■ **TRY IT**
Without the pictures, return each record as it appears.

■ **EXCERPTED DATA**
__________

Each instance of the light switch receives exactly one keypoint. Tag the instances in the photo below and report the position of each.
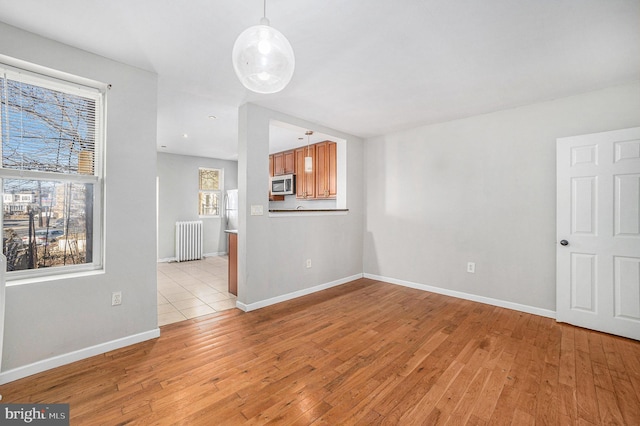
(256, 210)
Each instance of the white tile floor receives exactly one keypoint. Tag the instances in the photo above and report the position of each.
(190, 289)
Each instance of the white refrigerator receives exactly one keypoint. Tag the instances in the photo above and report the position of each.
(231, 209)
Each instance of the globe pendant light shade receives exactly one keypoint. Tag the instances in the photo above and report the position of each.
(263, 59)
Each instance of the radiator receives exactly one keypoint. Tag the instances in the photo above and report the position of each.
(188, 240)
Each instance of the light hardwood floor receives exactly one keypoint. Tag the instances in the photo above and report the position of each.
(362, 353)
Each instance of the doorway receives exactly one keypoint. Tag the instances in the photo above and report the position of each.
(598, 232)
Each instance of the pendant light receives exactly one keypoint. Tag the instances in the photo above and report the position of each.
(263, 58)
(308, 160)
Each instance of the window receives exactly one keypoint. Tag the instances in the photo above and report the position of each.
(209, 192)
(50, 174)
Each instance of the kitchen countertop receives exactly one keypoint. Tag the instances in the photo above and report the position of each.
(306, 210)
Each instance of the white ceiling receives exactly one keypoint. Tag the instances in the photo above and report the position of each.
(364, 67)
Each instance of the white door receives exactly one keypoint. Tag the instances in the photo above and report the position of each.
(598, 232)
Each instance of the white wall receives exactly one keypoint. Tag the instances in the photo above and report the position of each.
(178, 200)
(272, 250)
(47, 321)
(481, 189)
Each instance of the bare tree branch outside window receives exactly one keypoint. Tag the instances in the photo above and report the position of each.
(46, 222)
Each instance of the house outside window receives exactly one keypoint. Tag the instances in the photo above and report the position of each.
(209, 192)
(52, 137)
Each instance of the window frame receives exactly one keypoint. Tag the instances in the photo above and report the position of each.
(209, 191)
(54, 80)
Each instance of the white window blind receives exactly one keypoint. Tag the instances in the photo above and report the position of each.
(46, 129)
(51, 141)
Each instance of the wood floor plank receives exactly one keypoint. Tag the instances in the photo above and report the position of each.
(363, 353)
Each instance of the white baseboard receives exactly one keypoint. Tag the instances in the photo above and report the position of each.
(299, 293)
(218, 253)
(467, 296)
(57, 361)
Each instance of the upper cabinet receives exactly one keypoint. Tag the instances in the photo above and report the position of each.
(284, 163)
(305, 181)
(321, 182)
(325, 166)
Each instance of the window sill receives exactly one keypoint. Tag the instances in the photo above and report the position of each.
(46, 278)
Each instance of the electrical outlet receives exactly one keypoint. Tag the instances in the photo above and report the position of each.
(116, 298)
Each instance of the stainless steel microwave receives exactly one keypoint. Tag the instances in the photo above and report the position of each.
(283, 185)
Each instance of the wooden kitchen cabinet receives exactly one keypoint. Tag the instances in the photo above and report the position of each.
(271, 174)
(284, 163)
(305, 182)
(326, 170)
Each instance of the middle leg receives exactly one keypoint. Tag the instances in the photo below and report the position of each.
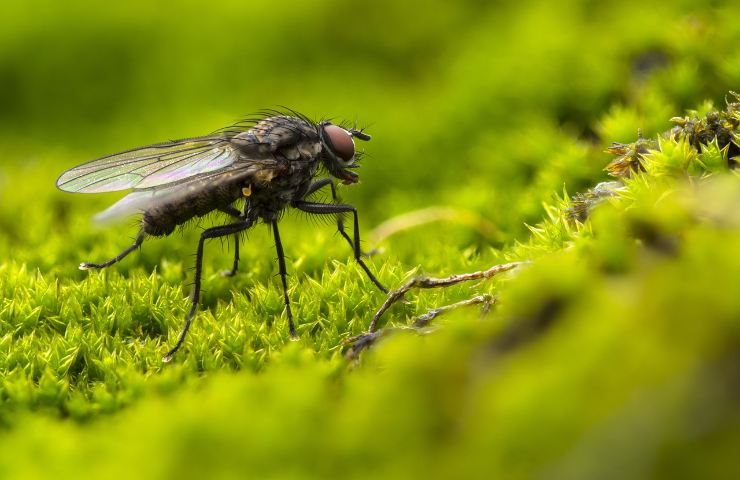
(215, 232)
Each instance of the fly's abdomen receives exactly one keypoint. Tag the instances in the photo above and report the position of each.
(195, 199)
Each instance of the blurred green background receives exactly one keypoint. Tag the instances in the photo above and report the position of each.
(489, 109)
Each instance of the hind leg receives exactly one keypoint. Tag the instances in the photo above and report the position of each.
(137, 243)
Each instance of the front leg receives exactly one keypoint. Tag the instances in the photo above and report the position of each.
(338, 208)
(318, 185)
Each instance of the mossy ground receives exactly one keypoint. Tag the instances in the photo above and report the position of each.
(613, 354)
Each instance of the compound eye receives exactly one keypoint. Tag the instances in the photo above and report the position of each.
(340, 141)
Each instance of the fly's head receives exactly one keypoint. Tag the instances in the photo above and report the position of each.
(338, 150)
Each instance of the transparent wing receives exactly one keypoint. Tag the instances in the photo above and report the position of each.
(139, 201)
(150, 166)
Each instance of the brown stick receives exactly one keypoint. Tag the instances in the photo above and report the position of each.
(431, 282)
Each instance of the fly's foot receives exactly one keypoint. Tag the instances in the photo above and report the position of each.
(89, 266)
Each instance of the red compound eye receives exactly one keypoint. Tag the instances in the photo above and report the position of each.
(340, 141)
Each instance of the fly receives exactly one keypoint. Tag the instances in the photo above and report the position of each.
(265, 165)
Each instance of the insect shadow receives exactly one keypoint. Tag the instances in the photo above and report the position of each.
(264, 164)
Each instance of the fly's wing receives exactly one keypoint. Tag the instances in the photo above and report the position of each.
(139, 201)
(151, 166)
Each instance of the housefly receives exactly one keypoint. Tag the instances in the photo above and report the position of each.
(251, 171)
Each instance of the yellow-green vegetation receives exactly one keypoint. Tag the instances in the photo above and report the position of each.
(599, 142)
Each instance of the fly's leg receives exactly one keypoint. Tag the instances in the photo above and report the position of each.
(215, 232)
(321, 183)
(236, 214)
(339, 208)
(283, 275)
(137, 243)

__________

■ **SOLUTION TO THIS PROBLEM**
Each instance of the light switch receives exactly one keypoint. Tag the instances in the photo below and report the position of each.
(256, 210)
Each instance of the white tile floor receives exactly one keypoint. Tag the instances in the photo above and report the position of each.
(190, 289)
Each instance of the white refrigerator receives exactly one keypoint. Tag the instances in the photo above and report the position of each.
(231, 209)
Each instance of the globe pendant light shade receives exactly one keypoint. Tag the instances in the photo above and report the position of each.
(263, 59)
Each instance of the radiator receives exactly one keypoint. Tag the instances in the photo above and report the position of each.
(188, 240)
Each instance of the light hardwood floor receives exactly one keypoint. Tag the instances in the photo above and report the position of each.
(362, 353)
Each instance of the doorway receives exactly one keypoint. Tag the instances in the photo above and report the position of each.
(598, 232)
Each instance of the pendant light receives exactly one keypoint. Tag the instances in the photo above and report the position of each.
(263, 58)
(308, 160)
Each instance of the window receives exactly one keypoint. Tag the instances in the photo above and report the position of each.
(209, 192)
(50, 174)
Each instance of the kitchen countertop receives exactly one keypoint. Tag the instances in the photo above and report the position of each.
(306, 210)
Each instance of the white ceiling receives exactly one keypoint. Tag the instances in the photo above and report the position of each.
(364, 67)
Each instance of the white door receives exactly one keypoint. Tag the instances in the photo above and report the position of each.
(598, 232)
Each instance of the white wall receives exactly one keypoint. Tag the instances in the photo above and report the position of each.
(178, 200)
(272, 250)
(47, 321)
(481, 189)
Each instance of the bare tree branch outside window receives exactly one keypoint. Tag the instances in the photo above and report the position of each.
(46, 222)
Each instance of the house outside window receives exactly one keypoint. Tag the instances in the photo above and report the position of each.
(209, 192)
(52, 137)
Each instance of the window frame receives exactly one keypoint. Tag the instances in the photo above and report the position of each.
(209, 191)
(54, 80)
Each instance of the white window blind receives exactly one keypoint. Tag the instances in the photo above and report the position of each.
(46, 129)
(51, 141)
Each instance of the wood floor plank receives exactly one keypoint. Tag the instances in the photo above and report the position of each.
(363, 353)
Each instance of the white baseboard receives exactly one keypoint. Tag the instances in the photo above and report the position of each.
(299, 293)
(218, 253)
(467, 296)
(57, 361)
Each instance of the upper cabinet receives exactly one keypoint. Tag the instances in the photo above and report the position of each.
(284, 163)
(305, 181)
(321, 182)
(325, 166)
Each instance of the window sill receives exactly one keypoint. Tag the instances in the photo above and report the position of each.
(46, 278)
Each instance of the electrical outlet receives exactly one keypoint. Tag the instances in the photo above and report the position of each.
(116, 298)
Each instance of the stainless steel microwave receives exactly one keypoint. Tag the instances in the photo above and report the position of each.
(283, 185)
Each instance of the wooden kitchen cabinet receives exactly one keypoint. Tag the instances in the photo above and report the position of each.
(271, 174)
(284, 163)
(305, 182)
(326, 170)
Each instance of the middle leg receives exactly one keypoint. Tag the instances in the photo below and report the position of each.
(215, 232)
Each instance of the fly's abdomen receives exactly one keypoint. Tag the instances in the photo above and report the position of each.
(195, 199)
Each instance of the blurred green background receives exactly one keypoint. Tag the instances in the photo above and report the position of each.
(489, 109)
Each instance of the hind leg receives exactly one keypoint. Tag the instances in the photo above and report the position of each.
(137, 243)
Each instance of the front leg receives exactly one keypoint. Tag the instances in the photo above and report the position of each.
(338, 208)
(318, 185)
Each instance of the mossy ground receives exactly one keypoint. Tag the instances in the photo above and report the position of each.
(613, 354)
Each instance of the compound eye receives exactly one keypoint. Tag the instances in the photo above and report the position of each.
(340, 141)
Each instance of the fly's head receives exactly one keypoint. Tag the instances in the photo above and report the position of each.
(338, 150)
Each instance of the transparent wing receives exactly one keypoint. Tag the instances in the photo above and report the position of each.
(139, 201)
(150, 166)
Each instance of the brown stick receives exactly one keypoint. Tag the instances in the photo above and report the position of each.
(431, 282)
Each instance of the fly's foot receives exactly one keypoint. Tag the instances in the photo above and report the position of each.
(89, 266)
Each instance of the red compound eye receives exactly one keypoint. Tag the instances in the photo above and report the position of each.
(340, 141)
Each instance of the fly receives exactly one keypoint. Tag the instances in the photo above and report the position of each.
(265, 165)
Each instance of the insect shadow receives exactly one keypoint. Tag the instances in the photo above and report the position of each.
(264, 164)
Each instance of the fly's wing receives exactly one keypoint. Tag the instances in the photo above and report the position of each.
(139, 201)
(151, 166)
Each instance of the housefly receives exactly one keypoint. Tag the instances in the photo above and report the position of each.
(251, 171)
Each instance of the yellow-green vegetation receives exactly one keypoint. Tag the instances in the photo above and report the position of each.
(599, 142)
Each instance of the fly's leg receives exactly one keypoint. Tag the instances in the photo above and report the position of each.
(215, 232)
(321, 183)
(236, 214)
(339, 208)
(283, 275)
(137, 243)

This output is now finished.